* Exercise aim
Rewrite the listing from its first line through the line holding "[(624, 197), (551, 21), (61, 132), (586, 137), (21, 229)]", inclusive, swapping "townhouse building" for "row house" and keeping everything else the same. Omit the pictures.

====== Given data ======

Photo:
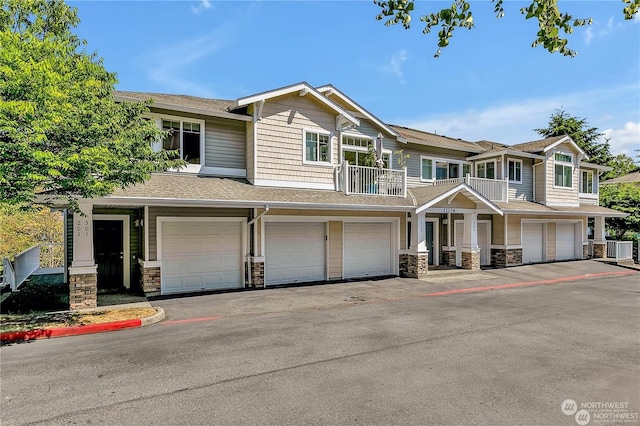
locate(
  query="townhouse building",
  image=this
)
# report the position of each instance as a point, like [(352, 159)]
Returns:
[(302, 184)]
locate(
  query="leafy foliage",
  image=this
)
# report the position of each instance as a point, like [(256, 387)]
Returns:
[(624, 197), (551, 21), (61, 132), (586, 137), (21, 229)]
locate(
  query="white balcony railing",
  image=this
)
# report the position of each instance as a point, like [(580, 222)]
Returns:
[(24, 264), (492, 189), (620, 250), (374, 181)]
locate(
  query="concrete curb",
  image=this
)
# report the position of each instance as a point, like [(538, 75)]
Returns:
[(15, 336)]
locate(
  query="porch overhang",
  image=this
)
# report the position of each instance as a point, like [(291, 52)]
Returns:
[(449, 193)]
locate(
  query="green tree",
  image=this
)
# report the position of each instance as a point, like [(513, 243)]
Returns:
[(551, 21), (21, 229), (61, 132), (586, 137), (621, 165), (624, 197)]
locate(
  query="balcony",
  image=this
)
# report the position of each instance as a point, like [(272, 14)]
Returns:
[(494, 190), (373, 181)]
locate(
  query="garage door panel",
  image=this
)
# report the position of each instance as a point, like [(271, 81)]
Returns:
[(565, 241), (367, 249), (201, 256), (532, 242), (294, 252)]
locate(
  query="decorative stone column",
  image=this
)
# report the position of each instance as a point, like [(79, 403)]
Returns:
[(257, 272), (599, 238), (150, 277), (418, 256), (470, 250), (83, 273)]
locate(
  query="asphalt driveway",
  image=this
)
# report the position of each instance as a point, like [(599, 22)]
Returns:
[(534, 345)]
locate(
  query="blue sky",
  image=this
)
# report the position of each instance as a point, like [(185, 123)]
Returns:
[(488, 84)]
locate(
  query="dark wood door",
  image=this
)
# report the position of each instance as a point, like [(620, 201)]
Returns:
[(109, 253), (429, 241)]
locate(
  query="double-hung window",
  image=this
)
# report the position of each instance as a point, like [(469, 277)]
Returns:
[(184, 136), (439, 169), (563, 170), (515, 171), (317, 147), (486, 169), (355, 150), (587, 185)]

======

* Exercise output
Photo:
locate(
  query="row house",
  image=this
)
# report the position of each instance as a point, like [(352, 159)]
Returns:
[(302, 184)]
locate(
  query="leafy foliage",
  image=this
)
# report the position of each instance as a point, like [(256, 387)]
Returns:
[(624, 197), (551, 21), (61, 132), (586, 137), (21, 229)]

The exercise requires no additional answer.